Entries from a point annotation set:
»»

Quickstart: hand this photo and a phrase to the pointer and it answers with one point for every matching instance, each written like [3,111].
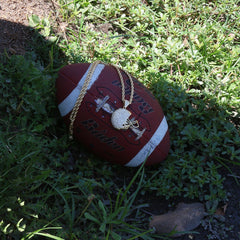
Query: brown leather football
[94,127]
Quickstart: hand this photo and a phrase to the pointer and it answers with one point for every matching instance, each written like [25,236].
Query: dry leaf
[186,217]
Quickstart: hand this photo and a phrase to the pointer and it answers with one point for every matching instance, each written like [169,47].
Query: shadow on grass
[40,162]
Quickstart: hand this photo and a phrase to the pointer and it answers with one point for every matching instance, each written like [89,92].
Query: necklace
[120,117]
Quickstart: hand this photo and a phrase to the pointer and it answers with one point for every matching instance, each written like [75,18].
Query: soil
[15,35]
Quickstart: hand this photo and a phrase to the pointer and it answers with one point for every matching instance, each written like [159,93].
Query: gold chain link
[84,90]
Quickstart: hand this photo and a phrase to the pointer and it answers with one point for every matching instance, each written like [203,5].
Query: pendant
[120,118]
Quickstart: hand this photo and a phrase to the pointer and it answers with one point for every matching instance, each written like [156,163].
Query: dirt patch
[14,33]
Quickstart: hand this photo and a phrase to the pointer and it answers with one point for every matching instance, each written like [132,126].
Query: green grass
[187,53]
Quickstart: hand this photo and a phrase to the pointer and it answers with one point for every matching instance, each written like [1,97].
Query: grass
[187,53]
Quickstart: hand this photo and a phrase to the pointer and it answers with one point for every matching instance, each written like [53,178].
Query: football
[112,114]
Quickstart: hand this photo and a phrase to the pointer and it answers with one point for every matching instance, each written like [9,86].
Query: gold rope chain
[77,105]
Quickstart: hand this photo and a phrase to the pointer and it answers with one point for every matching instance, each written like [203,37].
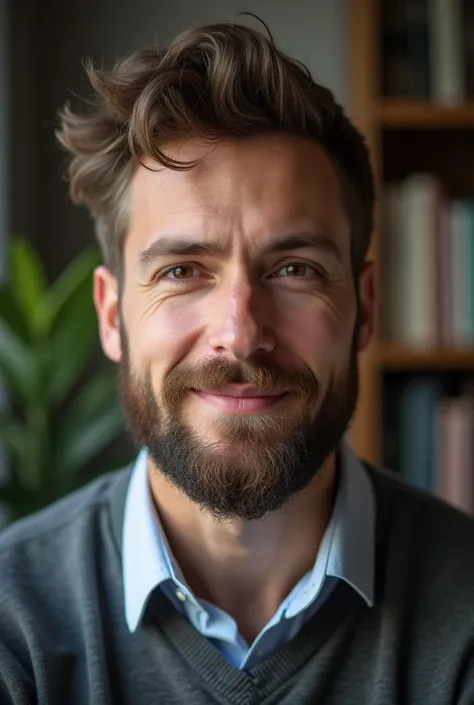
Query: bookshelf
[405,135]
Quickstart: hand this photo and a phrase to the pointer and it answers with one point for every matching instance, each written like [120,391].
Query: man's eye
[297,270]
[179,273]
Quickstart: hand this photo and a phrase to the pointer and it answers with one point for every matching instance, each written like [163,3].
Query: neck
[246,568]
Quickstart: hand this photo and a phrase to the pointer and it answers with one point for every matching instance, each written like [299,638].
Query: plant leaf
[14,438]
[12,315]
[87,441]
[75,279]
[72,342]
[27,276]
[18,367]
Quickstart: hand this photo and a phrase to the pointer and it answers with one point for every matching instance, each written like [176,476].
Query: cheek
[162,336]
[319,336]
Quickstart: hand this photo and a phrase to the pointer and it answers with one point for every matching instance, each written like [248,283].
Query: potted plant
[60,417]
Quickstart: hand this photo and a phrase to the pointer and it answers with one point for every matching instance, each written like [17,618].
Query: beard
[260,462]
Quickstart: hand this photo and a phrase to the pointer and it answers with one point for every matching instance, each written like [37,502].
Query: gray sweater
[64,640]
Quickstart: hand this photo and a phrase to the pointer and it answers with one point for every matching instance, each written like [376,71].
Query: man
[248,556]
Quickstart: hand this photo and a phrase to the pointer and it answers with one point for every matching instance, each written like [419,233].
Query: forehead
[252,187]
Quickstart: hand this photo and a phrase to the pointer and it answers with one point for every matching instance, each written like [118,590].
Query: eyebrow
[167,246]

««

» **SET EXERCISE**: Copy out the lines from the line containing "written like [17,618]." to the end of the listing above, without alteration.

» **RESULT**:
Quickstart: hand this photo and a phrase to the pointer and it answers with one point for every matching instance, each written like [17,618].
Query: beard
[260,462]
Quickstart: hand this photo and a phrase to the pointer and it answers with one point for every matching instance, each written like [37,502].
Query: gray sweater
[64,640]
Quickstart: hand this photo and a phrase to the pointer and it answers with one point for every matching instance, each written like [376,71].
Query: man
[248,556]
Quickstart: hand this photo and a phrase to the pointer and it answers with one point for every matching instance, each written like [419,233].
Query: forehead
[252,187]
Quickstart: hand this photo and a phrase to the pointer and it answers with one point for every matching instance, each written like [118,590].
Query: eyebrow
[167,246]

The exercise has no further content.